◆ Teks Dokumen:
▼
LIFE

13 Oktober 2022

Duta FFI 2022 Suarakan Peran Perempuan dalam Dinamika Ekosistem Perfilman Indonesia


PHOTOGRAPHY BY Chris Bunjamin

Duta FFI 2022 Suarakan Peran Perempuan dalam Dinamika Ekosistem Perfilman Indonesia

styling by Ismelya Muntu; makeup Ryan Ogilvy; assistant makeup Jimmy Panai; hair Ichana; styling assistant Sidky Muhamadsyah & Ghina Rizqi; location Museum Nasional Indonesia

Cut Mini, Marsha Timothy, Prilly Latuconsina, dan Shenina Cinnamon angkat bersuara.
▲
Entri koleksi
▼
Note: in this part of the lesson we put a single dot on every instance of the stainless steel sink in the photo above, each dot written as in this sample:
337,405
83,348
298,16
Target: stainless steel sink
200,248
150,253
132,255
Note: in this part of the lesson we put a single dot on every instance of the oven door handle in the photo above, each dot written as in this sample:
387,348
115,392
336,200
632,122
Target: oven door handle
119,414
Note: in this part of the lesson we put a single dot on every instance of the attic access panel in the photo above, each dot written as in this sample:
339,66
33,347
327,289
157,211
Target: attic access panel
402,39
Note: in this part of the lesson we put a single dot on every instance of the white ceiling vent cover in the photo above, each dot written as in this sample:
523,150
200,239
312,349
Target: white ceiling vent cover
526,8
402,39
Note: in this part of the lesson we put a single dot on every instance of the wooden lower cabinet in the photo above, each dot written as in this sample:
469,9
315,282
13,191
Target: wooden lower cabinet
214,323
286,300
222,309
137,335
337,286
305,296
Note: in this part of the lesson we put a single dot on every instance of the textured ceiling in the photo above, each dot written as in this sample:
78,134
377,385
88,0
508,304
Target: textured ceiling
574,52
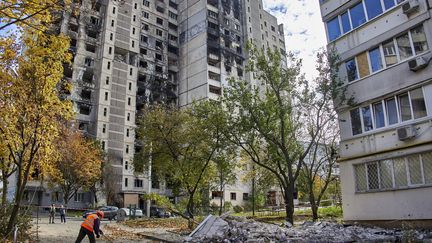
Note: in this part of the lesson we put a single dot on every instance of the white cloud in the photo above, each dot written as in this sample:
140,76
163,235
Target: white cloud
304,29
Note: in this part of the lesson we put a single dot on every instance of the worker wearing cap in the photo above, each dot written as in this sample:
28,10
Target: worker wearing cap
90,226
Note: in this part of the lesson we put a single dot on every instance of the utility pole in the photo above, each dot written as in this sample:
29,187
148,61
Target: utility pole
149,182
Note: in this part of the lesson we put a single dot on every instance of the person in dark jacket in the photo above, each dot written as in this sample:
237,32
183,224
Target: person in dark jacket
90,227
62,212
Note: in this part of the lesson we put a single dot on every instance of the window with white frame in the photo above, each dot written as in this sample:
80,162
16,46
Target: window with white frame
398,173
390,52
358,15
400,108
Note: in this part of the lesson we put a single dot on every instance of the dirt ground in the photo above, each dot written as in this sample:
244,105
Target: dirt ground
114,232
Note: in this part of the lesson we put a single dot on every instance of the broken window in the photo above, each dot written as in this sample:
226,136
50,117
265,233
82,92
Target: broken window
138,183
217,194
410,171
159,21
159,69
159,45
372,172
86,94
158,57
160,9
84,109
213,76
215,90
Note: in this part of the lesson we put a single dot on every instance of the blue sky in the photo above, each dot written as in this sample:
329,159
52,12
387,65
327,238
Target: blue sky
304,30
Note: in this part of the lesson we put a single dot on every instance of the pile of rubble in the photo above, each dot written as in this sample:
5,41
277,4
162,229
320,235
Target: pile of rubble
234,229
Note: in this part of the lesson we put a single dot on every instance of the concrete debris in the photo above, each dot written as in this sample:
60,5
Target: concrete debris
234,229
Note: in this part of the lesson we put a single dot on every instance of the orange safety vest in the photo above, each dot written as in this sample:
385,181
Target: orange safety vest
89,222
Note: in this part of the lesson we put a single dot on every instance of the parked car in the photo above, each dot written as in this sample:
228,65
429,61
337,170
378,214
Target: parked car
110,212
159,212
126,212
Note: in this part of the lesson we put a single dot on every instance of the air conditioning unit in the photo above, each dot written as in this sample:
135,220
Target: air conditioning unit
410,7
405,133
418,64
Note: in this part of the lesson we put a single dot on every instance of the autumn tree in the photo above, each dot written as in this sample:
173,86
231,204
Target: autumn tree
266,119
225,158
30,105
78,165
181,148
35,14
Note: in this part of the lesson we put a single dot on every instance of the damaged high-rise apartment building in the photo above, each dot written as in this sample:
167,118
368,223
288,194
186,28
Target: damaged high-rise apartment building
127,53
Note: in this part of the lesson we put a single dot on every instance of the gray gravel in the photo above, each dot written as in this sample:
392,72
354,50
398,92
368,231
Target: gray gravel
244,230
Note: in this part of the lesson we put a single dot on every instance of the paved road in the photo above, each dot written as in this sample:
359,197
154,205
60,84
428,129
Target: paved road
65,233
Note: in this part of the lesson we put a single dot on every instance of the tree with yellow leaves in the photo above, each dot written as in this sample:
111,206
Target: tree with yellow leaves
30,108
35,14
78,165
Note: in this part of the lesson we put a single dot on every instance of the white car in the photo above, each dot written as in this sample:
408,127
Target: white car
122,213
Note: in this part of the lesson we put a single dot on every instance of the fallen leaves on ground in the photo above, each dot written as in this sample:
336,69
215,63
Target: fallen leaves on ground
113,232
174,224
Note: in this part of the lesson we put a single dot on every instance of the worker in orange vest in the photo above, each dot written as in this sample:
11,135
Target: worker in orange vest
91,224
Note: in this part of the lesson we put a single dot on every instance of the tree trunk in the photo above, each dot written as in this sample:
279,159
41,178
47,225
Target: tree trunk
221,198
313,202
314,208
189,208
289,203
4,190
221,205
17,203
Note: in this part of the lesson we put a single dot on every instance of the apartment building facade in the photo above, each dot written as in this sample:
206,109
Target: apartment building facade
384,47
128,53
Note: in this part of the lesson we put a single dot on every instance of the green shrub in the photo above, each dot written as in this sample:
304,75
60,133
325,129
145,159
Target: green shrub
330,212
238,209
23,222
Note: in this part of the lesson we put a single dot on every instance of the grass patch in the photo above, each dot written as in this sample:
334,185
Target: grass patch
333,213
173,223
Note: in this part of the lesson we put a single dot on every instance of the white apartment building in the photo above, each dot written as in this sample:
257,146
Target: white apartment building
384,48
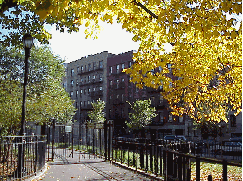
▲
◆ Yang Perlu Dikerjakan:
**a)** Bagaimana bunyi bagian artikel tentang Duta FFI 2022 yang dimulai dari "styling by Ismelya" dan berlanjut hingga "Cinnamon angkat bersuara." jika "Museum Nasional Indonesia" diganti dengan "Galeri Nasional Indonesia"?
**b)** Berapa banyak baris entri yang memuat kata "rise"? Huruf besar dan kecil dibedakan, dan jawab hanya dengan angkanya.

◆ Hasil Tiap Tugas:
**a)**
styling by Ismelya Muntu; makeup Ryan Ogilvy; assistant makeup Jimmy Panai; hair Ichana; styling assistant Sidky Muhamadsyah & Ghina Rizqi; location Galeri Nasional Indonesia

Cut Mini, Marsha Timothy, Prilly Latuconsina, dan Shenina Cinnamon angkat bersuara.

**b)** 2